■ Requests ■
**a)** In the NetEye 4 clustering text, why must the virtual internal subnet for floating service IPs be unreachable from machines other than the cluster nodes? Respond in one to three sentences.
**b)** Carry on the NetEye 4 clustering text, starting right after its final sentence about the Cluster Requirements and Best Practices section.

■ Text excerpt ■
# # # # #
NetEye 4’s clustering service is based on the RedHat 8 High Availability Clustering technologies:

  • Corosync: Provides group communication between a set of nodes, application restart upon failure, and a quorum system.

  • Pacemaker: Provides cluster management, lock management, and fencing.

  • DRBD: Provides data redundancy by mirroring devices (hard drives, partitions, logical volumes, etc.) between hosts in real time.

Cluster resources are typically quartets consisting of an internal floating IP, a DRBD device, a filesystem, and a (systemd) service.

Once you have installed clustering services according to the information on this page, please turn to the Cluster Architecture page for more information on configuration and how to update.

See also

For more information about RedHat Cluster, check the official RedHat’s documentation on High Availability Clusters.

Prerequisites

A NetEye 4 cluster must consist of between 2 and 16 identical servers (“Nodes”) running RHEL 8; each node must satisfy the following requirements:

  • Networking:

    • Bonding across NICs must be configured

    • A dedicated cluster network interface, named exactly the same on each node

    • One external static IP address which will serve as the external Cluster IP

    • One IP Address for each cluster node (i.e., N addresses)

    • One virtual (internal) subnet for internal floating service IPs (this subnet MUST NOT be reachable from any machine except cluster nodes, as it poses a security risk otherwise)

    • All nodes must know the internal IPs (Virtual IP) of all other nodes, which must be stored in file /etc/hosts

    • All nodes must be reachable over the internal network

    • The Corporate Network’s NIC must be in firewall zone public, while the Heartbeat Network’s NIC must be in firewall zone trusted

  • Storage:

    • At least one volume group with enough free storage to host all service DRBD devices defined in Services.conf

  • In general, each node in a NetEye Cluster…

    • must have SSH keys generated for the root user

    • must store the SSH keys of all nodes in file /root/.ssh/authorized_keys

    • needs Internet connectivity, including the ability to reach repositories of Würth Phoenix and Red Hat

    • must have the dnf group neteye installed

    • must have the tags set with the command neteye node tags set. To know more about this command please refer to neteye node tags set

    • must be subscribed with a valid Red Hat Enterprise Linux license. This can be done with the command neteye node register. To know more about this command please refer to neteye node register

    • must have the latest operating system and NetEye 4 updates installed

    • if a virtual Cluster Node, its RAM memory must be completely reserved

    • requirements for characters that can be used in the hostnames are the same for Single and Satellite Nodes and can be checked in the installation procedure

See also

Section Cluster Requirements and Best Practices contains more detailed requirements for NetEye cluster installation.
# # # # #
■ Records ■
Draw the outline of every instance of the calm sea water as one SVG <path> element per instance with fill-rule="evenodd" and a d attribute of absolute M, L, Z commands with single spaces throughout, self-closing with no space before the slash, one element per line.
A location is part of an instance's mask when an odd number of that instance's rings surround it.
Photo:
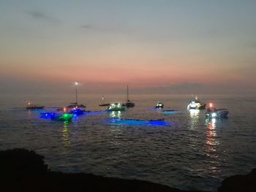
<path fill-rule="evenodd" d="M 105 101 L 122 101 L 124 95 L 105 95 Z M 235 95 L 201 95 L 202 101 L 227 108 L 227 119 L 206 120 L 205 111 L 187 110 L 189 95 L 130 95 L 135 102 L 121 114 L 79 116 L 64 123 L 39 118 L 47 108 L 29 111 L 33 101 L 46 107 L 65 106 L 73 95 L 0 96 L 0 150 L 24 147 L 45 156 L 51 170 L 86 172 L 138 179 L 181 189 L 216 191 L 226 177 L 256 167 L 256 99 Z M 100 95 L 79 95 L 88 110 L 98 106 Z M 157 101 L 173 114 L 152 107 Z M 165 118 L 169 126 L 110 123 L 108 118 Z"/>

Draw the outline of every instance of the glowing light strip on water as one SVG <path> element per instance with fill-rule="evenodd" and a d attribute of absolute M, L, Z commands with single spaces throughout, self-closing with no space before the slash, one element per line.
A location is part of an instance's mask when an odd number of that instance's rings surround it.
<path fill-rule="evenodd" d="M 123 118 L 108 118 L 108 121 L 117 124 L 128 124 L 133 126 L 169 126 L 170 123 L 164 120 L 141 120 L 141 119 L 123 119 Z"/>

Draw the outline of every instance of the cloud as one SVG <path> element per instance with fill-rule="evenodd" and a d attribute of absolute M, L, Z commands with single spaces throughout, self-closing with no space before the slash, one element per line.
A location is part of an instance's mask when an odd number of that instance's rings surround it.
# # # # #
■ Set of answers ■
**a)** The subnet for internal floating service IPs must not be reachable from any machine except the cluster nodes because allowing access from other machines would pose a security risk.

**b)**
Installation Procedure

The first step of a NetEye Cluster installation is to install the NetEye ISO image, after which you need to follow, for each Node, installation’s Part 1: Single Nodes and Satellite Nodes. Then, make sure to copy the SSH key of each node on all the other Node’s /root/.ssh/authorized_keys file. To accomplish this goal, you can use on each the command

cluster# ssh-copy-id -i /root/.ssh/id_rsa.pub root@172.27.0.3

Repeat the command for each Node, replacing 172.27.0.3 with the IP address of each of the other Nodes.

Once done, depending on the type of nodes you are installing in your cluster, select either of the following procedures: Cluster Services Configuration, NetEye Service Configuration, or Single Purpose Nodes

Once done, if your NetEye Cluster setup includes satellites, please make sure to carry out the steps in section Satellite Nodes Only after each Satellite Node’s installation.

Basic Cluster Installation

This task consists of two steps:

  1. Copy the cluster configuration json template from /usr/share/neteye/cluster/templates/ClusterSetup.conf.tpl to /etc/neteye-cluster and edit it to match your intended setup. You will be required to fill the following fieds:

    Key

    Type

    Description

    ClusterInterface

    str

    The name of the internal cluster network interface

    Hostname

    str

    Cluster’s FQDN that will resolve to ClusterIp

    ClusterIp

    str

    Floating IP address reserved for the cluster

    ClusterCIDR

    int

    Netmask in CIDR notation (8-32)

    Nodes

    list

    List of Operative node (must be at least 2)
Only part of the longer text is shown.